(Work instructions): Convert the part of the items below that opens with the line containing "Target — indigo bunting" and runs through the end of the items into a JSON list of strings, one string per line, leaving out any blank lines.

(Information provided):
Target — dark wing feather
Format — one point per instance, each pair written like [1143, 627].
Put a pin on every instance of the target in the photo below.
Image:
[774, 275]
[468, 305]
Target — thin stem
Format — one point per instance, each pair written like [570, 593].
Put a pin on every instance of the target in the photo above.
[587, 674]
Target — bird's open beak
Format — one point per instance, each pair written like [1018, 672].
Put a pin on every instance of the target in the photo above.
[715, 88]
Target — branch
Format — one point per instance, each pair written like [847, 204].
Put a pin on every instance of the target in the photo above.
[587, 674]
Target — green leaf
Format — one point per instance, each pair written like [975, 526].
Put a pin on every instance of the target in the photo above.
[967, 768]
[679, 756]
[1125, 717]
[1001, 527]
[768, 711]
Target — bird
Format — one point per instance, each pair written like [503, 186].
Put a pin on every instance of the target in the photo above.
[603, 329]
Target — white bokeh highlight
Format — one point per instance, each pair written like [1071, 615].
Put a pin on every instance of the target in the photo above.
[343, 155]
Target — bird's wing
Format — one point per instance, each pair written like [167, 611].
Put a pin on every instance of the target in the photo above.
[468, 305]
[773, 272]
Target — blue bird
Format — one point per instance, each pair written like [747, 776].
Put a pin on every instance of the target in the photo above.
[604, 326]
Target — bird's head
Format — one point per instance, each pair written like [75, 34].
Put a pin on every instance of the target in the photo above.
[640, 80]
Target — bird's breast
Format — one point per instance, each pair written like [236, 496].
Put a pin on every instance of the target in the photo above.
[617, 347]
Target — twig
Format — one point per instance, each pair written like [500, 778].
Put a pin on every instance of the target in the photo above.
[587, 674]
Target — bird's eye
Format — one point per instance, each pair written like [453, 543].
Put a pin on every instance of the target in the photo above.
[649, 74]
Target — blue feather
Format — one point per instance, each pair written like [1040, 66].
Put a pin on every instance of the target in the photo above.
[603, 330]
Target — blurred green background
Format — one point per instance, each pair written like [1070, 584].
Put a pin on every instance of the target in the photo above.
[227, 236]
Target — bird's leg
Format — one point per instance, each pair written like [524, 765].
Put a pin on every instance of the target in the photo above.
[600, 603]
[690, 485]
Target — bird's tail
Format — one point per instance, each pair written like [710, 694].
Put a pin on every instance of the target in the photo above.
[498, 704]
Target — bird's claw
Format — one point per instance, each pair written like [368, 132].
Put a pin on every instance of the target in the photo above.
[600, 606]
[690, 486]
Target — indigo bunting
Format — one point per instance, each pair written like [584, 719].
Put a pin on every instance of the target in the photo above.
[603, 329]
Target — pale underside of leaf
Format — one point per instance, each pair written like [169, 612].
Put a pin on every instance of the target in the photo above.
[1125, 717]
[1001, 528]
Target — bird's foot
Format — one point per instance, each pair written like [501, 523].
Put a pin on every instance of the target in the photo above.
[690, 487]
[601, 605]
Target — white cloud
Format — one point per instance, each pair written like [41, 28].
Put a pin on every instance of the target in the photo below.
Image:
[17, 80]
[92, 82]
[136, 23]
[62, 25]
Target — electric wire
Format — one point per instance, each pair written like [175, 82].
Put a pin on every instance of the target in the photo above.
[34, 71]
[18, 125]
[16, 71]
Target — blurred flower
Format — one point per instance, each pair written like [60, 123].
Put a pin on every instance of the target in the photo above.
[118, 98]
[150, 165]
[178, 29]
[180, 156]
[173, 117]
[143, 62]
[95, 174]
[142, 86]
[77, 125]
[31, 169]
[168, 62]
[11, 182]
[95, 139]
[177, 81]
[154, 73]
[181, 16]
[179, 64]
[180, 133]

(Exercise result):
[
  "Target — indigo bunting",
  "Format — one point per instance, each pair written like [584, 719].",
  "Put a pin on every instance of the target in the photo above.",
  "[603, 329]",
  "Target — pale underside of leaf",
  "Format — one point per instance, each pair written like [169, 612].",
  "Put a pin on every instance of the target in the photo above.",
  "[1125, 717]",
  "[1001, 528]",
  "Target — bird's foot",
  "Format — one point per instance, each pair written like [501, 523].",
  "Put a pin on every instance of the target in the photo above.",
  "[690, 487]",
  "[601, 605]",
  "Target — white cloud",
  "Format — one point per instance, each pair written like [41, 28].",
  "Put a pin on every instance of the target in the photo below.",
  "Image:",
  "[17, 80]",
  "[92, 82]",
  "[136, 23]",
  "[62, 25]",
  "Target — electric wire",
  "Format — one point per instance, each pair written like [175, 82].",
  "Put a pin on every instance of the target in the photo above.",
  "[34, 71]",
  "[18, 125]",
  "[16, 71]",
  "Target — blurred flower",
  "Format — one point per instance, each pair written like [60, 123].",
  "Put a pin on every instance of the target in the photo above.",
  "[118, 98]",
  "[150, 165]",
  "[178, 29]",
  "[180, 156]",
  "[173, 117]",
  "[143, 62]",
  "[95, 174]",
  "[142, 86]",
  "[77, 125]",
  "[31, 169]",
  "[168, 62]",
  "[11, 182]",
  "[95, 139]",
  "[177, 81]",
  "[154, 73]",
  "[181, 16]",
  "[179, 64]",
  "[180, 133]"
]